Drop the images; return everything else in the listing below exactly.

━━ DATASET ━━

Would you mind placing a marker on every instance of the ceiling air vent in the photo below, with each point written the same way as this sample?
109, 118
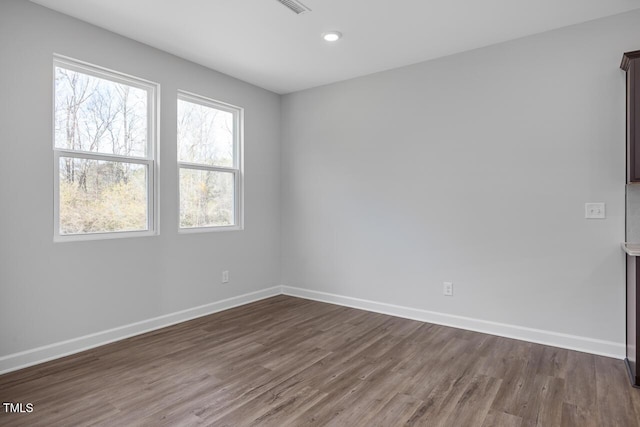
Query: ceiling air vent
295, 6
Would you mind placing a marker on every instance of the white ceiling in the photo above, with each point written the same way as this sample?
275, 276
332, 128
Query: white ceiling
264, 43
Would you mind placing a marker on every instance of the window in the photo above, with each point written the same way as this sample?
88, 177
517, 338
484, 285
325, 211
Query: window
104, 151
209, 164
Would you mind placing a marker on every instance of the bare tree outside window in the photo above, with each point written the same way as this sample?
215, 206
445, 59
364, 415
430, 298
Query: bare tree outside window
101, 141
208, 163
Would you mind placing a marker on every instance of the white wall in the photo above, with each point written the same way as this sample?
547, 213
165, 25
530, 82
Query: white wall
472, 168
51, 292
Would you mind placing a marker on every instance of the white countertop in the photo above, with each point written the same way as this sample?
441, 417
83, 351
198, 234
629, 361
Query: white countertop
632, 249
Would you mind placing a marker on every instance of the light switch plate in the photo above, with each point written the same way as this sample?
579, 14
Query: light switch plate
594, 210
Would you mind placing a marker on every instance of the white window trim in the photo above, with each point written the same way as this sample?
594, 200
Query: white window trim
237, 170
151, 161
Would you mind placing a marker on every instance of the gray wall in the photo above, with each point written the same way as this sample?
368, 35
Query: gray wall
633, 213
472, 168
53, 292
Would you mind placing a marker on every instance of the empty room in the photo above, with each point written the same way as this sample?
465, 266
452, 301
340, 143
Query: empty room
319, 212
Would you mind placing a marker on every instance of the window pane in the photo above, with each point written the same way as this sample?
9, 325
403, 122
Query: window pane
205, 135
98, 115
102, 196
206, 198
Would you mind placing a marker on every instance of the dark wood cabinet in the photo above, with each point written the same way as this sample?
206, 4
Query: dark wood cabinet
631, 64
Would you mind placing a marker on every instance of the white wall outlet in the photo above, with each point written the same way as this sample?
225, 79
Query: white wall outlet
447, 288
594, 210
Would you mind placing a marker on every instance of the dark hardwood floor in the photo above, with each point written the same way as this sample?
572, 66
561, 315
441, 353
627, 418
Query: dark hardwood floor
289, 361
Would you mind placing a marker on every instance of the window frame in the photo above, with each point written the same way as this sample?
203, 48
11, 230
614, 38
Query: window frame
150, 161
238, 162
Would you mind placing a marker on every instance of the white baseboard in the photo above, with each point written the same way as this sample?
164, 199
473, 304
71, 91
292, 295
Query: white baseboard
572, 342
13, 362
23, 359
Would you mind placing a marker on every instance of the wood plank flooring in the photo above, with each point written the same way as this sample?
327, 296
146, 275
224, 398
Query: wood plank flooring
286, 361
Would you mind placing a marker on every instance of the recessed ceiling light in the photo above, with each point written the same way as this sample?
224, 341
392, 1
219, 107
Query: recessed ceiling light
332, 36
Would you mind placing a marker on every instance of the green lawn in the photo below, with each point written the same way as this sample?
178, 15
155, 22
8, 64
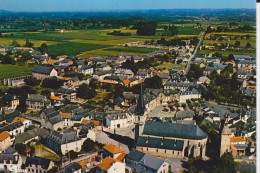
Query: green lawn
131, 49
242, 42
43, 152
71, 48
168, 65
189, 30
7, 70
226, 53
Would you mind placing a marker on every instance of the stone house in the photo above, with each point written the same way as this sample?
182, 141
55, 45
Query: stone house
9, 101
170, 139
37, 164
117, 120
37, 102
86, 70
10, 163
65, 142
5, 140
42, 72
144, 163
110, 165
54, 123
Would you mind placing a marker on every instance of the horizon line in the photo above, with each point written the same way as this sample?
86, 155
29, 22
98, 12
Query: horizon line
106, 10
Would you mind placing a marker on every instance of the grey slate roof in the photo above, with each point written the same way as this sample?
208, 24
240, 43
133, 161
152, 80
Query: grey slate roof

━━━

EXERCISE SOLUTION
Would you mind placing a marker on every instance of the ceiling air vent in the photo below, with each point written the same way as this sample?
109, 118
Query: ceiling air vent
295, 6
Would you mind placing a marker on every instance of the white ceiling in the photo above, with each point written the same way as this sample?
275, 276
332, 128
Query: white ceiling
264, 43
Would you mind placing a marker on every instance of the window in the photo above, with each point written the same way as this sample?
88, 177
517, 338
484, 285
325, 211
Query: window
104, 151
209, 164
Would you mind placing a marker on every instance of the bare tree outside window in the photo above, with each point written the same way as this sample?
215, 206
445, 59
364, 415
430, 298
Query: bare tree outside window
101, 141
208, 163
Would you mind placing a marker on every instance of the white wall in the photo above, with each point written the same way as this sample?
547, 213
165, 25
530, 82
Query: white wall
472, 168
51, 292
Would you mind placing a marker on every instance of the white countertop in the photo above, with each point written the same way as this sample?
441, 417
83, 351
198, 234
629, 361
Query: white countertop
632, 249
Would you mind placing a marker on every instance of the light switch plate in the photo above, with each point written the same way as this sample?
579, 14
Query: light switch plate
594, 210
Would you mind placing a marker on every instance of the white window trim in the photo above, with each point written the same way as this sample?
594, 200
Query: white window trim
237, 170
151, 161
Would you mind placing a marker on every instance of the gray wall in the photo above, with each point written the same way as this sample?
368, 35
Query: gray wall
633, 213
472, 168
53, 292
Would you mind placing a marker on every instance of the empty room in the photo above, with each point written the same way as this sample?
465, 266
452, 301
340, 143
Query: empty room
319, 212
Would you mind placing a marker on every instance of the window pane in the photo above, with each point written the same way as this sample?
9, 325
403, 122
Query: window pane
205, 135
98, 115
102, 196
206, 198
Would you mind placing a marker on every instance of the dark wood cabinet in the photo above, with each point written the same way as this sample?
206, 4
Query: dark wood cabinet
631, 64
Would you mind placing a marker on every instance of the white wall outlet in the photo above, with each point written the same way as this sample?
225, 79
Query: white wall outlet
447, 288
594, 210
Would you mind placing a marker on every instance of the dark hardwood floor in the photo above, with each point written the same way as this sample?
572, 66
561, 315
441, 353
627, 418
Query: dark hardwood floor
289, 361
Would you mind placing a marker on every instance of the window frame in the photo above, with each point written the same way as this sample?
203, 48
11, 230
614, 38
Query: window frame
150, 161
238, 162
Would you mind placing a marker on every instance of the white baseboard in the photo above, with each point written the same way as this sample?
164, 199
473, 304
71, 91
292, 295
Query: white baseboard
572, 342
13, 362
23, 359
Would you mind placing a marker on every instance of the wood plank flooring in the photo above, with each point written the same way as this sample?
327, 296
146, 275
224, 398
Query: wood plank flooring
286, 361
Would you mind placing a marker on every instance of the recessed ceiling light in the photo above, with each point written the same way as this sample?
224, 341
392, 1
219, 107
Query: recessed ceiling light
332, 36
Would you mind placing a marker on every instance of the green lawn in the photo below, with each point written the same way as this sample?
178, 15
155, 22
8, 64
Query: green lawn
131, 49
242, 42
43, 152
71, 48
168, 65
189, 30
7, 70
226, 53
Would you mind placing a marker on every instance of the stone house in the photo above, with each point written the same way as this sample?
182, 141
55, 45
Query: stone house
9, 101
170, 139
37, 164
117, 120
37, 102
86, 70
10, 163
65, 142
5, 140
42, 72
144, 163
110, 165
54, 123
Would you mind placing a marker on every instance of the horizon line in the photo above, with each point written the same way as this sample?
86, 155
29, 22
98, 12
Query: horizon line
106, 10
Would you mind placing a marker on every instance of the grey slate roof in the photo above, with each point written the same way as this sample?
208, 24
240, 43
133, 161
152, 80
Query: grey slate roof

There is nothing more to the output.